SGAさんの記事を読んで、どちらも原監督がたずさわってきた野原家と上原家、
比べてみるとおもしろいなぁと思いました。
おっさんにはどうにもこうにも泣かされました。
今思い出しても泣けてくる・・・エーン
尊敬に値するほど大人なおっさんでしたけど、
クゥもおっさんの次くらいに大人だったような気がします。
妙に悟ったところがあるというか。逆に人間って未熟だなぁとも思いました。
『レミー』はずいぶん前に観てすごく良かったのになぜか放置しています。
早く書かないといろいろ忘れる~
Posted by: kenko | August 27, 2007 01:51 PM
>kenkoさま
こんばんは。TB・コメントありがとうございます
>磯野家・野比家と並ぶ日本のファミリーなんだなぁと
『クレしん』ももうはじまってかなり経ちますからねえ。PTAの迫害にも負けずに、なぜここまで続いているのかわたしにもさっぱりわかりません
>あとさくら家?

### [データセット]

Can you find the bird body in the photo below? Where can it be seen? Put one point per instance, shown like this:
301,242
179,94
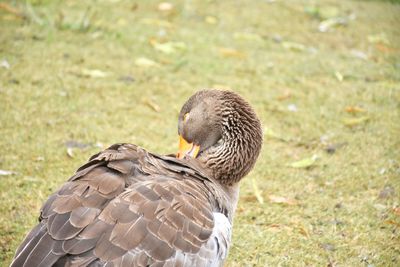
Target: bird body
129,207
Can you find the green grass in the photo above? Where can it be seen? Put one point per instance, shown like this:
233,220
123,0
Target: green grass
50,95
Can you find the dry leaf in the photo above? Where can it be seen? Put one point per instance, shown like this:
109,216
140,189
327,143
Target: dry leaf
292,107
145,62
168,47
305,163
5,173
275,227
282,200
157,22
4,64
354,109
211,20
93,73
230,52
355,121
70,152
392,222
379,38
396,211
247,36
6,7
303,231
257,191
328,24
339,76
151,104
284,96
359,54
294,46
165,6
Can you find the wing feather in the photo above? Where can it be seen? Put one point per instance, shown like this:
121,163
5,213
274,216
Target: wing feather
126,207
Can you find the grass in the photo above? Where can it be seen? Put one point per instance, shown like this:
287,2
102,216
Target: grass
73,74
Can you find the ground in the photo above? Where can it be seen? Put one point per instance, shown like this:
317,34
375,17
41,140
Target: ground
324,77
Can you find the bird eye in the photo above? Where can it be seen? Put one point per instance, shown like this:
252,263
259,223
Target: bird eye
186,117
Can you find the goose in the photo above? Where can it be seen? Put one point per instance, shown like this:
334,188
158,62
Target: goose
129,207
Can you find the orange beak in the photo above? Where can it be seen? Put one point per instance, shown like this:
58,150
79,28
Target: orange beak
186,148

### [課題の目的]
文書本文をもとに、次の三つの問いに答えてください。
1. kenkoさんが「ずいぶん前に観てすごく良かった」のに放置している作品は何ですか。
2. kenkoさんの投稿の日時はいつですか。
3. 返信では、『クレしん』は何の迫害にも負けずに続いていると書かれていますか。

### [本課題の出力]
1. 『レミー』
2. August 27, 2007 01:51 PM
3. PTAの迫害